■ **WHAT NEEDS TO BE DONE**
Answer with a single number: the count of lines below that hold "fence".

■ **DATA TO USE**

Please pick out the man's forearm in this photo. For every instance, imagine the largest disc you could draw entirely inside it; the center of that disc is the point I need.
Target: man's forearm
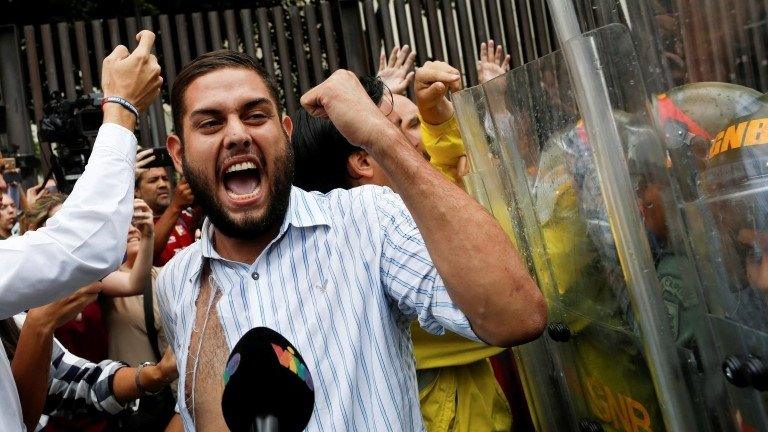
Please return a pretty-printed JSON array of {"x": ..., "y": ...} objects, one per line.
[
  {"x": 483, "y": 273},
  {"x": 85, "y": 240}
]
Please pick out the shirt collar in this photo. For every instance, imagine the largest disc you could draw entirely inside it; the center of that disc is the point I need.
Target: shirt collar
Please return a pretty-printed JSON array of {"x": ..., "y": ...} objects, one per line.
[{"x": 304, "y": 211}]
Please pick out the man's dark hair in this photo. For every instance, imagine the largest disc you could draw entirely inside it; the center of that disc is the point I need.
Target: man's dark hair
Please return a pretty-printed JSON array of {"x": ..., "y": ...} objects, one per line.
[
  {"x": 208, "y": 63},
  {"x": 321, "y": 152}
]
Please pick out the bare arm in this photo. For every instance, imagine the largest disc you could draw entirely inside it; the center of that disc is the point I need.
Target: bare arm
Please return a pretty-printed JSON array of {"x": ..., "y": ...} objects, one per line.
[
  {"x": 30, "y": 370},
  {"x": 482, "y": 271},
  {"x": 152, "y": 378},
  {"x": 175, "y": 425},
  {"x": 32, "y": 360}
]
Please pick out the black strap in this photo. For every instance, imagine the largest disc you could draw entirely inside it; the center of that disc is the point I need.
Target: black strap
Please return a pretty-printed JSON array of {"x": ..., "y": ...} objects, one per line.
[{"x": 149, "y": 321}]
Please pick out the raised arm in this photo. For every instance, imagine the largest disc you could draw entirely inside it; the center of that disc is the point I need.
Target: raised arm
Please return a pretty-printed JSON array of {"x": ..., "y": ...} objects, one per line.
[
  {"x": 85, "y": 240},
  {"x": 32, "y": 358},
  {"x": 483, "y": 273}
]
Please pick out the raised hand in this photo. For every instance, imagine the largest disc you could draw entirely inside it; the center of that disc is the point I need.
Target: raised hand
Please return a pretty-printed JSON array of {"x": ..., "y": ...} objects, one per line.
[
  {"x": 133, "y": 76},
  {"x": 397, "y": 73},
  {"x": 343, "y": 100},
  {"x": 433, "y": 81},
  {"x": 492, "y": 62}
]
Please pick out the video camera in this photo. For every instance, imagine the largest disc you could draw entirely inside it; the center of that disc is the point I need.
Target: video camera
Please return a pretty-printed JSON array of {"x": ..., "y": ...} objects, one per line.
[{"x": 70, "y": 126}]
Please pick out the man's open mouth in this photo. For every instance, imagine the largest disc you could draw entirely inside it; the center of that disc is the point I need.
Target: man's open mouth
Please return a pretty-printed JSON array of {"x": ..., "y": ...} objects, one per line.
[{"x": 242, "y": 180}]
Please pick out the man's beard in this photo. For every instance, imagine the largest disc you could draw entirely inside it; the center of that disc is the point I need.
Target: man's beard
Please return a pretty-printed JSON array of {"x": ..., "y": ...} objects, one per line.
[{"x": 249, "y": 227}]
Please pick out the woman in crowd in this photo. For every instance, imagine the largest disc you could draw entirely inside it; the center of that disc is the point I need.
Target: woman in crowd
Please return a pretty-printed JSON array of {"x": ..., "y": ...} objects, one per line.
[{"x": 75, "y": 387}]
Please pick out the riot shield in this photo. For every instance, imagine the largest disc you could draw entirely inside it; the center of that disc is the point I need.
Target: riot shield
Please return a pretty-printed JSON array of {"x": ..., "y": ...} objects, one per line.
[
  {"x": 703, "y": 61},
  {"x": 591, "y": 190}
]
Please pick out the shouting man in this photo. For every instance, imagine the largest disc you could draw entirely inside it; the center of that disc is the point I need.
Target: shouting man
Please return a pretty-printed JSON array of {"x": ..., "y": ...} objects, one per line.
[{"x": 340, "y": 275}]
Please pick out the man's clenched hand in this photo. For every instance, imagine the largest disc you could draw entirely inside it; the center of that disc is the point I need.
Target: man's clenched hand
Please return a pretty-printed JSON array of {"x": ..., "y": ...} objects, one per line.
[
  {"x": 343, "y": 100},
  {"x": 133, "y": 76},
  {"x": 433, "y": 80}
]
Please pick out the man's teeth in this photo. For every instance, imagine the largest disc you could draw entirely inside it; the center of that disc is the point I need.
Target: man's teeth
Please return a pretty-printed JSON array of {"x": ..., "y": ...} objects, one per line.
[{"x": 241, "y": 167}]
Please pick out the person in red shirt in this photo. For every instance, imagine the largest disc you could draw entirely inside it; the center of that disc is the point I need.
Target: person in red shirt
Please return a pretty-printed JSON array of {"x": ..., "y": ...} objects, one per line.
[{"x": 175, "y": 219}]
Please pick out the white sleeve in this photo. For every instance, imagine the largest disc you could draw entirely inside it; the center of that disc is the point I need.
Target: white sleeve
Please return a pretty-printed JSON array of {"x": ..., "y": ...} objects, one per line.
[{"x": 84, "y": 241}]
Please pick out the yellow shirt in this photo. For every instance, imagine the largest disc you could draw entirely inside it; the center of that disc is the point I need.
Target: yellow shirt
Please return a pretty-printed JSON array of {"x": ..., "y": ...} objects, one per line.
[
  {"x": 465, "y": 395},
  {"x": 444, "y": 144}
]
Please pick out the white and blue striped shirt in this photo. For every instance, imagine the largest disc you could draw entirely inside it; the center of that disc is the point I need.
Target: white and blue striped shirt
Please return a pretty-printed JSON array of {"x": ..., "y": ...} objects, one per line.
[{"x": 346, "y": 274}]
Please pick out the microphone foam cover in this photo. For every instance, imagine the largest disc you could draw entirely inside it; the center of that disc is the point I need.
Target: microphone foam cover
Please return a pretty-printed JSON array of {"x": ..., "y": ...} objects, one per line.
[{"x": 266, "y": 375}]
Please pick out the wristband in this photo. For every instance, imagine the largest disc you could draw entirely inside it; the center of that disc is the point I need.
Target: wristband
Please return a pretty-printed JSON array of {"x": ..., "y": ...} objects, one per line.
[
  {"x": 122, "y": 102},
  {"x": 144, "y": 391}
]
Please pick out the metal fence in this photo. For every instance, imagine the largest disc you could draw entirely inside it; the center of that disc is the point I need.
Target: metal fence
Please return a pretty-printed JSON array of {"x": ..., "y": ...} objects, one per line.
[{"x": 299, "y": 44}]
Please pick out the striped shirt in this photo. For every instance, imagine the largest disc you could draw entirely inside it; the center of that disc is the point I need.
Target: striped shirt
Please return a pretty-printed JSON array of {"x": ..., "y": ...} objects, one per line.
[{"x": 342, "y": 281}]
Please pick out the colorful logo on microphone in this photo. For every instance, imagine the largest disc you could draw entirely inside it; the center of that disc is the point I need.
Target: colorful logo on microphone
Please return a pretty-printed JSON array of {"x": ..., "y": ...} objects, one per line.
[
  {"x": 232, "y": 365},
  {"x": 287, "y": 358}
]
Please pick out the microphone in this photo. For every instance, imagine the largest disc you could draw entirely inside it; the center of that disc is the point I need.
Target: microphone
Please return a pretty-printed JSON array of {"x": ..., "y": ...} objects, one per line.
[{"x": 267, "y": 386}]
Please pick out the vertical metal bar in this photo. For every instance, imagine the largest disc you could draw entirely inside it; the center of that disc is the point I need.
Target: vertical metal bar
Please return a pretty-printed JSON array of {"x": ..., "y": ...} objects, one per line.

■ **SOLUTION FOR THIS EXERCISE**
2